Sign Up

Ukraine’s Balcerowicz Moment

Ukraine’s present duress could help push forward necessary reforms.

June 9, 2014

Ukrainian President Petro Poroshenko (Credit: U.S. State Department)

There can be a brief window after a revolution when the population is willing to absorb more pain than normal in order to set things right.

Such was the case in Poland in 1989 when Leszek Balcerowicz’s “Shock Therapy” plan was introduced — and such may be the case in Ukraine today with the inauguration of President Petro Poroshenko.

This is not to say that Ukraine should blindly copy the Balcerowicz plan. It does mean that Ukraine in 2014 – as Poland in 1989 – needs painful, fundamental restructuring.

Under normal circumstances, moving to cut government subsidies for such things as home heating or unprofitable state enterprises means touching a political third rail. But these are not normal times. And the previously undoable may now be doable.

The collective memory of the gunning down of protesters in central Kiev, combined with the abhorrence of the majority of Ukrainians at Russian intervention, has changed the equation.

The need to ensure that the sacrifices Ukraine has endured will result in real change — not a mere changing of the guard — can provide a reservoir of resolve to support “third rail” reforms.

Prime Minister Arseniy Yatsenyuk has talked of heading a Kamikaze government. Fundamental reforms may or may not amount to political suicide. But Petro Poroshenko’s victory gives the Ukrainian leadership the mandate they need to move forward with reform — if they have the will to do so.

Decisive action against corruption

Dealing with unrest in the East is, of course, the first order of business. But the ultimate success of the Maidan revolution will be based on whether or not it attacks the endemic corruption that is a cancer on the Ukrainian economy and government.

Records from a data source
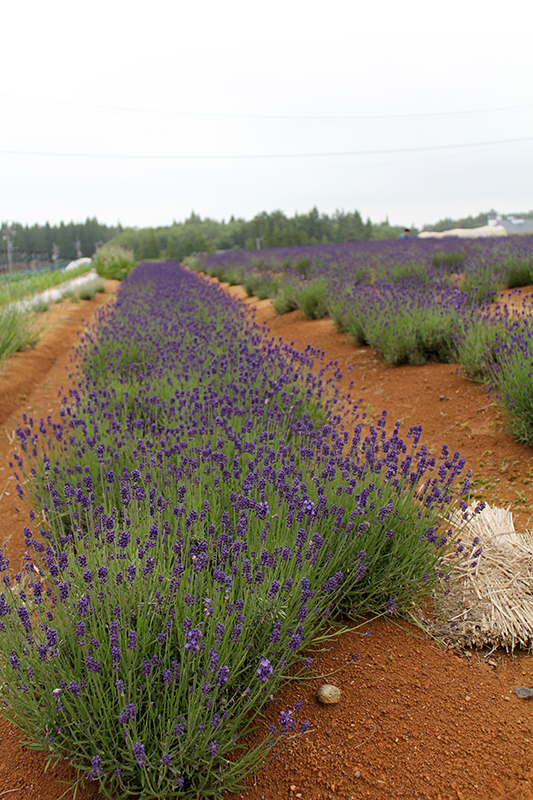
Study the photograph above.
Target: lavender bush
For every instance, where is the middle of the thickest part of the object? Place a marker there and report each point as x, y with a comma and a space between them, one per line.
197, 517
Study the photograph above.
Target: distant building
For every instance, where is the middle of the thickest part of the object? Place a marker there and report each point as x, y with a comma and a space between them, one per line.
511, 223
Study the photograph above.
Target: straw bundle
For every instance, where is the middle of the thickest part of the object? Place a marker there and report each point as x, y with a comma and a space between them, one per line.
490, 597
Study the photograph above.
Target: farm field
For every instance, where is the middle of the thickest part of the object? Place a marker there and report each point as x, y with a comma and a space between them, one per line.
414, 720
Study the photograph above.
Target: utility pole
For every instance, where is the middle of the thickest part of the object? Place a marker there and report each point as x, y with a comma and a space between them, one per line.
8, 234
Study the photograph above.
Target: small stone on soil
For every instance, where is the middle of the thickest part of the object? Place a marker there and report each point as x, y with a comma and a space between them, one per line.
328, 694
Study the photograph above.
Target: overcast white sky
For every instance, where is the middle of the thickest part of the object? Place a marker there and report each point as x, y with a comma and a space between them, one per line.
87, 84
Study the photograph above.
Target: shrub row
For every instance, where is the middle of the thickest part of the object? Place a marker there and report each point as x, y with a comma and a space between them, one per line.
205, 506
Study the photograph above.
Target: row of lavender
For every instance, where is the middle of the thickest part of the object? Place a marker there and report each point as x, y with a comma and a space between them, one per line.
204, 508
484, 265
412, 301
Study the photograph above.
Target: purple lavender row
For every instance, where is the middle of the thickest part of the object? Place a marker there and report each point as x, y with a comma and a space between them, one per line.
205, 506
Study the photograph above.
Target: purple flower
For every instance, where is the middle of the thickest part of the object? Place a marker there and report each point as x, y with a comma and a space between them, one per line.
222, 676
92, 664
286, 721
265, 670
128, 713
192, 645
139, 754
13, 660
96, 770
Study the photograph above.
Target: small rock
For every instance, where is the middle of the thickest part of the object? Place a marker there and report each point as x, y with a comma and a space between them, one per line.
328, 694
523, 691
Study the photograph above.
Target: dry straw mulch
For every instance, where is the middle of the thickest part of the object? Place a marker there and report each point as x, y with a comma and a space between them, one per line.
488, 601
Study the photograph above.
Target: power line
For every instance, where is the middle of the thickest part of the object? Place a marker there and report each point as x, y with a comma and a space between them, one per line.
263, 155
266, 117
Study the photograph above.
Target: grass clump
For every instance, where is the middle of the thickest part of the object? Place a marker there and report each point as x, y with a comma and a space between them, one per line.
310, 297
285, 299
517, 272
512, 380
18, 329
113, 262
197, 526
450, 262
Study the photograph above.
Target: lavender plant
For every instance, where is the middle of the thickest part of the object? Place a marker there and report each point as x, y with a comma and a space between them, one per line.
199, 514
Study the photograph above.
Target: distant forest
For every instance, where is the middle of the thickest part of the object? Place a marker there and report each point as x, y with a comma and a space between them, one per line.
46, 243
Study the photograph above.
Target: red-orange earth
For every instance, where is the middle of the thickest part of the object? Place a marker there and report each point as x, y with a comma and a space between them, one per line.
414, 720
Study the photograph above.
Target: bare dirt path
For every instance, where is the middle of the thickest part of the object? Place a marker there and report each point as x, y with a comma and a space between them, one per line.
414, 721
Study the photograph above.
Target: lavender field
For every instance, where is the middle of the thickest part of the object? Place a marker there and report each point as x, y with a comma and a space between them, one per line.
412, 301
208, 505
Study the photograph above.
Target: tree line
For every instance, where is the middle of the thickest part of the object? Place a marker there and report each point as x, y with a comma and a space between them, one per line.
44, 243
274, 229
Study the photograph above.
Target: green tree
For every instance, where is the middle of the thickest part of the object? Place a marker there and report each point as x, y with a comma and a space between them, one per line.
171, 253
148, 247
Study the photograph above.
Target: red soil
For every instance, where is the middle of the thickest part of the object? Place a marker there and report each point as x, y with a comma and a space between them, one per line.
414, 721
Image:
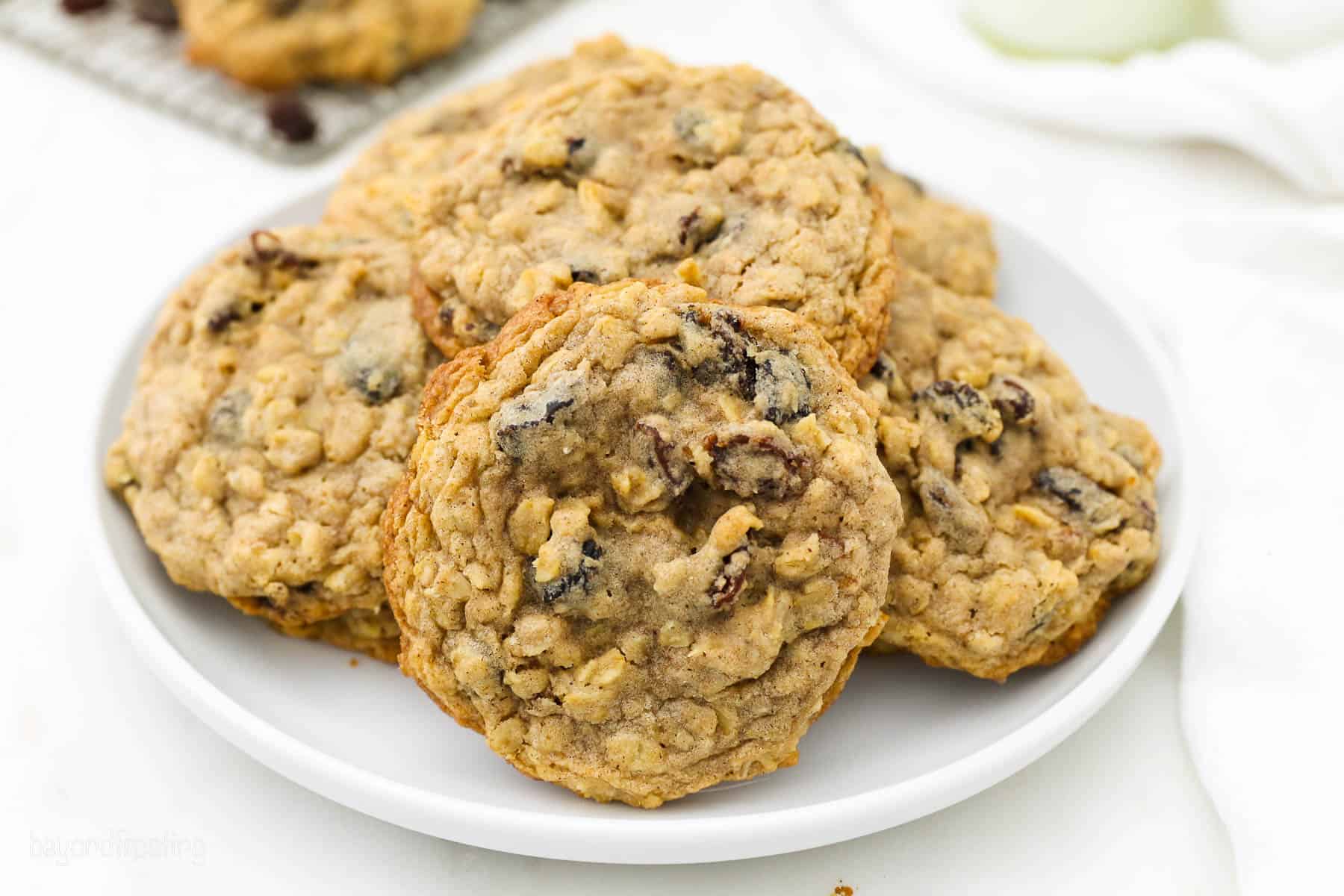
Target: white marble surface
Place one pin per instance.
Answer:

WHAT TO WORK ON
In the article on Ukraine's Balcerowicz moment, which official has talked of heading a Kamikaze government?

SOLUTION FOR THIS TASK
Prime Minister Arseniy Yatsenyuk